== Passage provided

Nadiya Hussain was recently crowned queen of a relatively new British institution: the Great British Bake-off – and a few weeks later was a star guest at the Women of the Year lunch on Park Lane. Yet in the same week on the other side of Green Park, a key ingredient of her success was being demonised as successive ‘witnesses’ at Parliament’s Health Select Committee inquiry into Childhood Obesity told of the evils of sugar and repeated the long-established statistic that people with lower incomes were those most at risk of becoming obese . Forty years ago, warnings on the rise in prevalence of obesity began to emerge from the National Institutes for Health in the USA. By 1985 they had raised the stakes and were referring to obesity as a ‘killer disease’ (Gomez, 2014). In 1991 the UK government acknowledged that obesity represented a national threat to public health but there was no accompanying strong policy. Early in 2001 the UK’s National Audit Office produced a report warning government that if nothing changed, a quarter of the population would be obese by 2010; their prediction was almost exact, and today over 26% of the UK population are clinically obese.
But can the solution to the ‘obesity crisis’ be as simple as one ingredient (essential to our beloved bake-off cakes), and is it still true to say that it is the poor and deprived who are most at risk of obesity?
2020health have looked afresh at the evidence from the past 10 years in our report:
Fat Chance? Exploring the evidence on who becomes obese. The answers are not simple but complex. We found it wasn’t simply about those who are poor; it was younger, socially deprived women most at risk of obesity. Living in an environment that has a high density of fast food outlets, poor pavements, insufficient green space and a perceived fear of crime all correlated with an increase in obesity in girls. For men, they are more likely to be obese if their place of work has a high density of surrounding fast food outlets. Economic instability is now associated with some of the most rapidly rising rates of obesity in the UK , which constitutes a massive challenge as we anticipate greater automation of workplace and fewer middle class jobs. Again this is gendered, as for the stable poor, obesity is much higher in women. For the stable wealthy, obesity is higher for men, and for the economically mobile, obesity rises for both men and women. Obesity has been associated with certain ethnicities too, but you are at greater risk if your parents are obese, especially if it’s your mother.
Obesity is a problem with multiple drivers, many of them outside of the health sector. It has grown over the past decades to be a problem that, it is estimated by Management Consultants McKinsey, to now cost our economy £47bn per year (in direct costs to NHS including associated disease, loss of productivity in the workplace, welfare support for those of working age and through the burden of early retirement). It is therefore hard to understand the reticence of successive policy makers to respond to the economic and social crisis that obesity represents.
We are hoping that this study will serve as a valuable contribution to the evidence base on obesity to inform intelligent health interventions and workable solutions. A new children’s obesity strategy has been promised after Christmas and the government has the chance to this time do something significant. What our report emphasises is that we cannot take the same approach as before and expect outcomes to improve. Nor is there a silver bullet such as increasing the cost of donuts which will change our ever-fattening trajectory.
We now know that we have to understand exactly who we are targeting. We have to understand the complexity of the problem and that this requires a cross-departmental, Cabinet-level high-status commitment to a strategy. We have to insist on some environmental changes if people are ever to stand a chance of making healthy choices. We need to acknowledge that schools are the most significant place outside of the home where habits are formed and crucially, government has to decide on what is no longer an optional but a necessary intervention. Our children deserve nothing less.

====

* [Problems to work on]:
1) Condense the paragraph of the obesity article that begins "We are hoping that this study" into a shorter version that keeps its main facts.
2) Change the passage of the obesity article starting with "Obesity is a" and going on through "that obesity represents.", replacing "£47bn" with "£47 billion".
The rows have no connection to the obesity article.

== Extracted data

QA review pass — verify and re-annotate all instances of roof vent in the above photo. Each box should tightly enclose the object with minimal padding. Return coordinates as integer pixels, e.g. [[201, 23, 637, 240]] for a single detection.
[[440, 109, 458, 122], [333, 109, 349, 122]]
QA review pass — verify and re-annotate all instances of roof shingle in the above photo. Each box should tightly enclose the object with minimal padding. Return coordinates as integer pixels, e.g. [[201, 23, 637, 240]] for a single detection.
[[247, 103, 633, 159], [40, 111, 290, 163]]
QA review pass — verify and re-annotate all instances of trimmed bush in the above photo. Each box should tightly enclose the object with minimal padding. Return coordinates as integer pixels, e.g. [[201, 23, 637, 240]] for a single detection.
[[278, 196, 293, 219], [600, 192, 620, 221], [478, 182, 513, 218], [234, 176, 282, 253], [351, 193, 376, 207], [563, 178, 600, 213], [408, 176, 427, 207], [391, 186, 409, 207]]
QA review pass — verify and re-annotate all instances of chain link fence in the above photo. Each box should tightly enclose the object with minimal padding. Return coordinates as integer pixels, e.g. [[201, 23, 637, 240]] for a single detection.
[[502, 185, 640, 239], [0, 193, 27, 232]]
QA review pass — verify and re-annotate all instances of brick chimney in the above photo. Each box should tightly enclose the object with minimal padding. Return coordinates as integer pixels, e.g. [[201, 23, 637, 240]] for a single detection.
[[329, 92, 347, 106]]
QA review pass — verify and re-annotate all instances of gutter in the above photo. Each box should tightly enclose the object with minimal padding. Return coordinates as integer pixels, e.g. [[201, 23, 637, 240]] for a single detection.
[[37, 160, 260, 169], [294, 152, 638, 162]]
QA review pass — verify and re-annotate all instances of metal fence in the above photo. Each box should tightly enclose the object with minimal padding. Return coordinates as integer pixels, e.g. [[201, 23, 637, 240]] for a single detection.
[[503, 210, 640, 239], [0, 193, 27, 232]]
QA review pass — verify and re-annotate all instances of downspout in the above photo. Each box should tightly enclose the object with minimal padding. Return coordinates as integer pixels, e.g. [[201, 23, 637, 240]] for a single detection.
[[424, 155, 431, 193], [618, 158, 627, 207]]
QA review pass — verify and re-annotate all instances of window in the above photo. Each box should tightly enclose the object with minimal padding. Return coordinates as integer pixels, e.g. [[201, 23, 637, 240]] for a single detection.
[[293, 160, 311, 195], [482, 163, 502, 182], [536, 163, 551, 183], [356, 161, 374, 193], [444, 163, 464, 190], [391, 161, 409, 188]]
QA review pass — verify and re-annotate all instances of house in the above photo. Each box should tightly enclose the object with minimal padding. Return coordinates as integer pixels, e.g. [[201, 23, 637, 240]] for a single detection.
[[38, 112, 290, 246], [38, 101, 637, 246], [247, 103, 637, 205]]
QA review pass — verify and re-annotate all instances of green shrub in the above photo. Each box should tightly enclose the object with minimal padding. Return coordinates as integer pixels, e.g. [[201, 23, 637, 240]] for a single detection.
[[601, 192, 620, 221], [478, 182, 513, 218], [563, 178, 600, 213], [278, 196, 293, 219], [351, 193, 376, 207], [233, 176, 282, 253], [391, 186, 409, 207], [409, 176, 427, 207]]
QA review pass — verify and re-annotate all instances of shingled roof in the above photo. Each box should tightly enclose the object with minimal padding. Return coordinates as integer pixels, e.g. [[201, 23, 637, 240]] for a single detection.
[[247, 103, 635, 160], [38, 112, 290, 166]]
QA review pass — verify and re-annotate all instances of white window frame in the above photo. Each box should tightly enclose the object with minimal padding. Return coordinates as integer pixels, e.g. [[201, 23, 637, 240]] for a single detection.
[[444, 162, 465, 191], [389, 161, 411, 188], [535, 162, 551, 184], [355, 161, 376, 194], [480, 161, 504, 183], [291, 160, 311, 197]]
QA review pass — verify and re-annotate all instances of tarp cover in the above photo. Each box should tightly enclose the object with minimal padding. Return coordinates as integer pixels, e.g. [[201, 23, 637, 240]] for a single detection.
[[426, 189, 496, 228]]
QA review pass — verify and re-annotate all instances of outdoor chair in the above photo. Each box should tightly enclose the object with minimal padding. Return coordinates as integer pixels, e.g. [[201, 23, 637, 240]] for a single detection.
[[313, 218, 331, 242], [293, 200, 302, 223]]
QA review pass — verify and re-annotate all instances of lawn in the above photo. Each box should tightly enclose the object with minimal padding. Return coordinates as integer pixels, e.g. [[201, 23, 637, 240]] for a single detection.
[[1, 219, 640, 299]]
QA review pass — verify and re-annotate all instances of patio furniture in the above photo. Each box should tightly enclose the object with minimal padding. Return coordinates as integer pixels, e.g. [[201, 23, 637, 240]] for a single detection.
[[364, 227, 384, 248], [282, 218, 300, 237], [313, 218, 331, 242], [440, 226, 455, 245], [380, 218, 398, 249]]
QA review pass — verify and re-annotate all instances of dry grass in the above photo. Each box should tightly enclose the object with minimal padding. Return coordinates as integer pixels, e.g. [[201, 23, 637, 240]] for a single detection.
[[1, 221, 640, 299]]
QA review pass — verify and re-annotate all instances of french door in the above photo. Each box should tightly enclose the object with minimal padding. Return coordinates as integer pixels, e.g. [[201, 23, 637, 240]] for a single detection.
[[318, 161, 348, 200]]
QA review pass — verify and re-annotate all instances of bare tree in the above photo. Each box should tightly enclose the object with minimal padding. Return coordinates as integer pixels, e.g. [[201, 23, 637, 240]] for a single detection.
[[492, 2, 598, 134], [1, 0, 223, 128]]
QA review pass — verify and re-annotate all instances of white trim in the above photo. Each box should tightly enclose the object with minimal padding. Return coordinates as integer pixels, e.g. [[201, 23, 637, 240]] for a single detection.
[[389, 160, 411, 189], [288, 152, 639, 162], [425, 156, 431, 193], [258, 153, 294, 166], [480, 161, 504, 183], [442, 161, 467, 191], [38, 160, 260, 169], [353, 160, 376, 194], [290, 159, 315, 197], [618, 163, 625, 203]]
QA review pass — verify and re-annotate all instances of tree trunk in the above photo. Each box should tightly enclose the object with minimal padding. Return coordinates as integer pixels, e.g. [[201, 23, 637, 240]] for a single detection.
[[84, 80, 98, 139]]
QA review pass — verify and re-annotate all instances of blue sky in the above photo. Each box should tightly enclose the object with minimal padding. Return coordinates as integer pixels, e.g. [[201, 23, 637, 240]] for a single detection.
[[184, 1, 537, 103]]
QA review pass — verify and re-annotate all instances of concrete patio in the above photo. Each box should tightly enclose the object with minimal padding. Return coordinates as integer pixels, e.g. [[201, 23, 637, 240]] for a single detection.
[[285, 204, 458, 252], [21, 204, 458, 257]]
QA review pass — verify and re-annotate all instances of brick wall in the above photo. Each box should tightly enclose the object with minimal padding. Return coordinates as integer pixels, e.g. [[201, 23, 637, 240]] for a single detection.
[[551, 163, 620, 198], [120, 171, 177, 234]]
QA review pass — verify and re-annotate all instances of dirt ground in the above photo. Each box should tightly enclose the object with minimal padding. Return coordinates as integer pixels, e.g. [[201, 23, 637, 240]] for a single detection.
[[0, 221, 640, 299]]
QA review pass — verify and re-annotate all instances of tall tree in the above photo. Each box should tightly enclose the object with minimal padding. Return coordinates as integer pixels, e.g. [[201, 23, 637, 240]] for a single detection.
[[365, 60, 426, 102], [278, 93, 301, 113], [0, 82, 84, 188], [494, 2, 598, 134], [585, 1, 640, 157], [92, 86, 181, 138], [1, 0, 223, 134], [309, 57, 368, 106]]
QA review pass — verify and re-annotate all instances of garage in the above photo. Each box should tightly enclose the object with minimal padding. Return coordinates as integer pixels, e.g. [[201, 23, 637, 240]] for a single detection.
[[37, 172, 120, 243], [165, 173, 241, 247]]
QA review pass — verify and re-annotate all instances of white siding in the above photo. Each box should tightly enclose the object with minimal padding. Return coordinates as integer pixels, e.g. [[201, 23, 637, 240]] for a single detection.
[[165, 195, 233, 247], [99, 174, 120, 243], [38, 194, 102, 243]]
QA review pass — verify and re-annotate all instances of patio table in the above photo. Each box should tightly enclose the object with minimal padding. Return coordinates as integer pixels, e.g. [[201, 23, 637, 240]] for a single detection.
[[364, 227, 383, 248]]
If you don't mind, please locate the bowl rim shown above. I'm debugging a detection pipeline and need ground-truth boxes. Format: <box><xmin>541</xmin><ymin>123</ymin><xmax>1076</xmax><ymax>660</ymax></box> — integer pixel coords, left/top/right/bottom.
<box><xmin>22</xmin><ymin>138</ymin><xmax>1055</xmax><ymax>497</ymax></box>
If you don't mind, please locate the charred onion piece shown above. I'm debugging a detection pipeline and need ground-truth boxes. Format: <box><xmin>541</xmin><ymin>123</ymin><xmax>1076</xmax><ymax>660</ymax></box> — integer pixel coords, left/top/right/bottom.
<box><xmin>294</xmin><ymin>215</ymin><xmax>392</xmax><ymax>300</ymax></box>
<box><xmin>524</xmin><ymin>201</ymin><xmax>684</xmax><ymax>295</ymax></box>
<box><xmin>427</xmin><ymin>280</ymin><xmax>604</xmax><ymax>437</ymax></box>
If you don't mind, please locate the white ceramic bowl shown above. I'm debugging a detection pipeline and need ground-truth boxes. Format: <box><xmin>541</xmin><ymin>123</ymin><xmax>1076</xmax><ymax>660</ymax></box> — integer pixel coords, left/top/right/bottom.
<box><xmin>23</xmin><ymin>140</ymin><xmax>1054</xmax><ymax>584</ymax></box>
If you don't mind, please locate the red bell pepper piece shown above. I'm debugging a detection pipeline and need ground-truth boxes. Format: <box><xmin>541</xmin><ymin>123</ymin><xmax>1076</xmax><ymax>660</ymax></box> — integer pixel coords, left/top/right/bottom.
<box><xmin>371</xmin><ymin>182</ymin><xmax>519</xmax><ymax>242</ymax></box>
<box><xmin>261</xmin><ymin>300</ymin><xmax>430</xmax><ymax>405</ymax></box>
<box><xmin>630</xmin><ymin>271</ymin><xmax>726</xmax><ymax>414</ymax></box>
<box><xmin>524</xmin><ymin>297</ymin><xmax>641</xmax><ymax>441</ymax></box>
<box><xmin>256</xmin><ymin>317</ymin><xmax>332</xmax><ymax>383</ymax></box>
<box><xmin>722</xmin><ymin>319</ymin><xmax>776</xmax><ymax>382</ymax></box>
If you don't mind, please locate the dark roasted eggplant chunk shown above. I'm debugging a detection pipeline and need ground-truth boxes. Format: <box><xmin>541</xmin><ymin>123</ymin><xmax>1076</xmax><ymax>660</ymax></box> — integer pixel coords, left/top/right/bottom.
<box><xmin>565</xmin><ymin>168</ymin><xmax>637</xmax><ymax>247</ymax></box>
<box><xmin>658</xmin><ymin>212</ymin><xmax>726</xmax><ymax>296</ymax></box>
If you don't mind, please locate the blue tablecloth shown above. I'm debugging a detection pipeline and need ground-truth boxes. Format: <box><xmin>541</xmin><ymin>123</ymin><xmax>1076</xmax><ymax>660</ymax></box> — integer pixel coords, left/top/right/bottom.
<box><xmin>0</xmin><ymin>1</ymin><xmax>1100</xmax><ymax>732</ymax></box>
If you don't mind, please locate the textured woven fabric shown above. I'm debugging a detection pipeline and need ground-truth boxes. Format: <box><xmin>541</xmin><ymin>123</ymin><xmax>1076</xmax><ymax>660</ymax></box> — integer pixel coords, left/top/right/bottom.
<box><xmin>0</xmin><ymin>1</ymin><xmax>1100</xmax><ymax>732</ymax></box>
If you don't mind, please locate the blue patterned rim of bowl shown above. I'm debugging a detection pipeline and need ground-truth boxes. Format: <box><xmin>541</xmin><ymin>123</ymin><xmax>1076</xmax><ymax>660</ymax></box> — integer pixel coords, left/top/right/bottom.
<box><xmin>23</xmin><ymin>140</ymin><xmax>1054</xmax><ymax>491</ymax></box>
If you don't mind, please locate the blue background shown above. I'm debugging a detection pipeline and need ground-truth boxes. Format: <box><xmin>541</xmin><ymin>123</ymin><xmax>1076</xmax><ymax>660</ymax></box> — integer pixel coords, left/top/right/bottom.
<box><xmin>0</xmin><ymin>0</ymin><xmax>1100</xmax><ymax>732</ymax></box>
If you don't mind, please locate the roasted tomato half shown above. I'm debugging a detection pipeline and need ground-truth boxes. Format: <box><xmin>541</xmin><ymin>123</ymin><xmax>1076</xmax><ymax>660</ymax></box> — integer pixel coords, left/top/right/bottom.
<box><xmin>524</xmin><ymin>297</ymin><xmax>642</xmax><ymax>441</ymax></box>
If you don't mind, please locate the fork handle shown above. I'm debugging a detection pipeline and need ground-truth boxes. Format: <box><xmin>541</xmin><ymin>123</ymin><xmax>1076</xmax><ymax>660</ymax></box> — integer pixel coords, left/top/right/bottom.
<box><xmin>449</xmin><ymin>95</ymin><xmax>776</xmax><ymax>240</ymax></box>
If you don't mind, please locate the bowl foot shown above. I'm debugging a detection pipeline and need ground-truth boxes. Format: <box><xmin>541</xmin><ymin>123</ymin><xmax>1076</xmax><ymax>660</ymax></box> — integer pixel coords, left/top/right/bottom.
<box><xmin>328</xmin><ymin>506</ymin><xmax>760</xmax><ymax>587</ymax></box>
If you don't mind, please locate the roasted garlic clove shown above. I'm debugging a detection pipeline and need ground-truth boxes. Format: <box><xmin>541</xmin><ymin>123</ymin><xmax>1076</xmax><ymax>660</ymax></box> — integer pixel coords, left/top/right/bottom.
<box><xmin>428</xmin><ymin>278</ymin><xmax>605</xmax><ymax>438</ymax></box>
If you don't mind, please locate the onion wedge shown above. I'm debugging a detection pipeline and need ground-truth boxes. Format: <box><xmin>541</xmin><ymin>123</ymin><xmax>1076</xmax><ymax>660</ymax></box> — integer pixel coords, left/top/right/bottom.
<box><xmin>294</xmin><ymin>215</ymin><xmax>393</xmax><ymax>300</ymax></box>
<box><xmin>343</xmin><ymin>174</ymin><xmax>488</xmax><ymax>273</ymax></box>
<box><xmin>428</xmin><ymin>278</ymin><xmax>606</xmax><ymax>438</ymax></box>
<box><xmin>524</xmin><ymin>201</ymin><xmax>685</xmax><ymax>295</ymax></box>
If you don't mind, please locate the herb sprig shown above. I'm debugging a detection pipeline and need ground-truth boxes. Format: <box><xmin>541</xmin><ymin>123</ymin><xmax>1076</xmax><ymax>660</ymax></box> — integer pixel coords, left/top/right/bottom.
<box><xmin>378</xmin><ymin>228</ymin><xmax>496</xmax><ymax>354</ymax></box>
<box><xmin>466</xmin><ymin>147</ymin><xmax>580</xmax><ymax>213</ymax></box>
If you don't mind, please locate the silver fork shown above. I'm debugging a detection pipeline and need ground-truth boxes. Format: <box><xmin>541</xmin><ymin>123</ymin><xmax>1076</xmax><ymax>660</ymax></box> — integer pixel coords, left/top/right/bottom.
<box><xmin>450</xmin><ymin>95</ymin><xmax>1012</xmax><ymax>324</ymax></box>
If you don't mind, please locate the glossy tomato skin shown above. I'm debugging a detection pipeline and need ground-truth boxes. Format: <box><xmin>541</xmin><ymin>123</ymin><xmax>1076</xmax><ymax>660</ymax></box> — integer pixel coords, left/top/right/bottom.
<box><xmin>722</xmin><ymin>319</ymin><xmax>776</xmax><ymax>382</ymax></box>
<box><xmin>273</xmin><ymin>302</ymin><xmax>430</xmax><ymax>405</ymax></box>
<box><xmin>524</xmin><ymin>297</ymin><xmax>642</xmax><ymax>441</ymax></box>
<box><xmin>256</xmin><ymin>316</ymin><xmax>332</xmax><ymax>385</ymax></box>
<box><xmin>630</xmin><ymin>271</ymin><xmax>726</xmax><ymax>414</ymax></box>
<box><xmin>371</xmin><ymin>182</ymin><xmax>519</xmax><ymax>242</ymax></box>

====

* [Exercise responses]:
1) The study aims to add to the evidence on obesity and inform effective health interventions and workable solutions. The government has promised a new children's obesity strategy after Christmas and has a chance to act significantly. The report stresses that repeating past approaches will not improve outcomes, and that no single fix, such as making donuts more expensive, will reverse rising obesity.

2)
Obesity is a problem with multiple drivers, many of them outside of the health sector. It has grown over the past decades to be a problem that, it is estimated by Management Consultants McKinsey, to now cost our economy £47 billion per year (in direct costs to NHS including associated disease, loss of productivity in the workplace, welfare support for those of working age and through the burden of early retirement). It is therefore hard to understand the reticence of successive policy makers to respond to the economic and social crisis that obesity represents.